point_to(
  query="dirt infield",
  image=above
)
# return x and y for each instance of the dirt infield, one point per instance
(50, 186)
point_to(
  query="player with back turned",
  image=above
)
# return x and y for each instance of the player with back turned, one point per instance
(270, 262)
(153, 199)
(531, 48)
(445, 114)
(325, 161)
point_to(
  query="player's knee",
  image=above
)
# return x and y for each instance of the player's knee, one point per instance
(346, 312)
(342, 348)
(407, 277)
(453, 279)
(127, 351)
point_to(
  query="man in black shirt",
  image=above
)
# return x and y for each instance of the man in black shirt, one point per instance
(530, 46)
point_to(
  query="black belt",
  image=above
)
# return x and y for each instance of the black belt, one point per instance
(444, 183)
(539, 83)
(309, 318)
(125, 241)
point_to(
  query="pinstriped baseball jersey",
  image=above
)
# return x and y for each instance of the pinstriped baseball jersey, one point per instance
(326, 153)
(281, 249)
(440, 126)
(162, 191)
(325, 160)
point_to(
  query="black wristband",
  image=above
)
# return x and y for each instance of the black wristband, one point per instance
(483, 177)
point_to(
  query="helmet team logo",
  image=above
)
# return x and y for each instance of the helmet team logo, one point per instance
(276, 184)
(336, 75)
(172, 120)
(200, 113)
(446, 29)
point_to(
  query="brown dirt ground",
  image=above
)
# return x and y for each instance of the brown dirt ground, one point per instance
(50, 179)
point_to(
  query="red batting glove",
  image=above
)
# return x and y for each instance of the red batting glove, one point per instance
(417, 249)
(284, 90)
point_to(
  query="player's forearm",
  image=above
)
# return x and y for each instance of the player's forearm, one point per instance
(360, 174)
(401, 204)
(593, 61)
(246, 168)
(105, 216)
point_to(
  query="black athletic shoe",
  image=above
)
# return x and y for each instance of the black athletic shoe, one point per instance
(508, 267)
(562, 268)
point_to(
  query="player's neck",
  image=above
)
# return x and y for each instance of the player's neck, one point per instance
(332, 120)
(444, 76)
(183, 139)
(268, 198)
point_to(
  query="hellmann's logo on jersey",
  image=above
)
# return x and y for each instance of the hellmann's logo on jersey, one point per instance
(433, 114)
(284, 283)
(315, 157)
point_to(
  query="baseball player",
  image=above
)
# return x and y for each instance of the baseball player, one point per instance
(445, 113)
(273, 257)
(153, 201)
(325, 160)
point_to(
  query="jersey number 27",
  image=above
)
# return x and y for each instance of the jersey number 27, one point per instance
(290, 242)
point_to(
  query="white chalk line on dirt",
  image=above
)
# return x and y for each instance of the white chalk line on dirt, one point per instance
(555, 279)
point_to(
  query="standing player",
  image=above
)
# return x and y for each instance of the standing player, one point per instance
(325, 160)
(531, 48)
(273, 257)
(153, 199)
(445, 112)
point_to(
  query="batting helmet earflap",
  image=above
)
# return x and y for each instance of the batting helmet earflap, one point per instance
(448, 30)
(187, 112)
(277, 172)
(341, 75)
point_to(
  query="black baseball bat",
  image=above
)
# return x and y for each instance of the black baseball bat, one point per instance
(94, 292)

GOAL => Extract from the data above every line that contains the word "shirt", and reproduce each of those lines in full.

REPLY TO THE EXERCISE =>
  query="man in black shirt",
# return x and y for each instance of the man in black shirt, one point per instance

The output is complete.